Text segment.
The Rationally Speaking blog run by Massimo Pigliucci has long been critical of “scientism,” a term whose meaning has been unclear, but one that Dr.3 Pigliucci has applied with abandon to the New Atheists, whom he sees as philosophically unlettered. I’ve paid a visit to the site this weekend, and found two things to comment on, so please don’t accuse me of being on jihad against that blog.
The first issue, which I want to discuss today, is a guest post called “Scientism as scientistic belief“, by Paul M. Paolini, who’s identified as “an independent writer with an interest in philosophy living in Berkeley, California.” Paolini wants to nail down “scientism” as a group of consistent, classifiable errors of philosophy rather than as a set of unfounded propositions about science. So, for example, he introduces five claims often identified as “scientistic”:
– Observation is the only source of genuine knowledge.
– Eventually, all fields of knowledge will be sciences.
– Human progress and scientific progress are identical.
– One day all humankind will hold the scientific worldview and no other.
– The question of how we should live can and should be answered by science.
but then dismisses them because these are simply individual propositions that can be falsified, not things that have an identified philosophical commonality. As he says,
If we were to identify scientism with belief in such propositions, then the charge of scientism would merely be the charge of having certain beliefs that are false, and what it is that is supposed to be wrong with having such beliefs, beyond falsity, is left unspecified. To put this another way, identifying scientism with certain beliefs renders the charge of scientism merely of the form: such-and-such is believed and such-and-such is false — which gives no indication of the significance of using the word ‘scientism’ to begin with.

Stated exercise 1.
Count the lines of the listing that contain the string "wall", and give only that number.
The post on scientism and the listing that comes after it have no connection to each other.

Extracted entries.
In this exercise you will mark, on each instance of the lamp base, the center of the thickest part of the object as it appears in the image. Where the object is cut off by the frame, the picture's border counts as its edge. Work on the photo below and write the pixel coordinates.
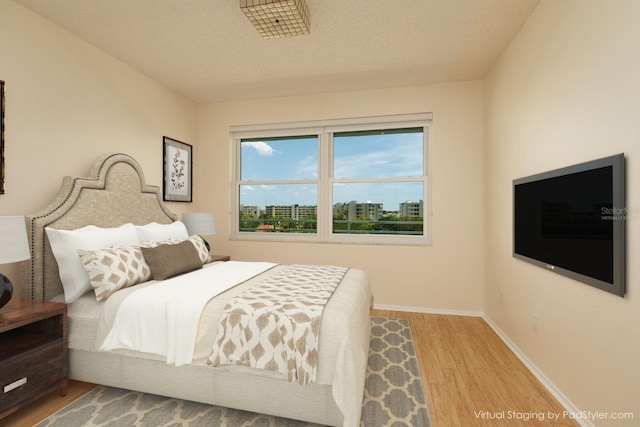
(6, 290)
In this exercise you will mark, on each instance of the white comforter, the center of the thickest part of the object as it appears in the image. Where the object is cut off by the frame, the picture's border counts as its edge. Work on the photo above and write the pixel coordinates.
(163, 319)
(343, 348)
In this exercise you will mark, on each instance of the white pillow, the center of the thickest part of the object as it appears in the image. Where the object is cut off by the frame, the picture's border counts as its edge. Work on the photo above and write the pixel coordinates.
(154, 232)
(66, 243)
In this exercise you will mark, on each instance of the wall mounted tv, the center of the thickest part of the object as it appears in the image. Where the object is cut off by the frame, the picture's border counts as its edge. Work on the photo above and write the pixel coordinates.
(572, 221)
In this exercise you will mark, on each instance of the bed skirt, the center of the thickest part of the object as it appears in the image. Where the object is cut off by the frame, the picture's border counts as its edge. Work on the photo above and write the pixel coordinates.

...

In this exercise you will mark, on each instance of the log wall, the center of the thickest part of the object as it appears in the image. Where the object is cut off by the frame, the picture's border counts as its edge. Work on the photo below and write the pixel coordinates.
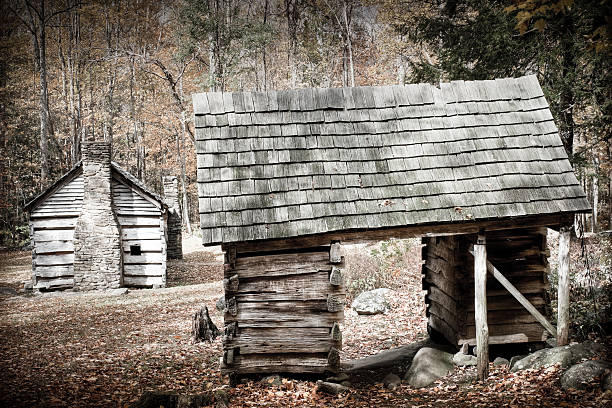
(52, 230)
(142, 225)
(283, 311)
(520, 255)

--

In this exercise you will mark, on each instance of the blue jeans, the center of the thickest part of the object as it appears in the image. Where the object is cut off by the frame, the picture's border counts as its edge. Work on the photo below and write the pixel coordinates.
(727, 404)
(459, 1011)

Stated exercise 2.
List the claims that the post on scientism says are often identified as "scientistic".

Task answer 1.
2

Task answer 2.
- Observation is the only source of genuine knowledge.
- Eventually, all fields of knowledge will be sciences.
- Human progress and scientific progress are identical.
- One day all humankind will hold the scientific worldview and no other.
- The question of how we should live can and should be answered by science.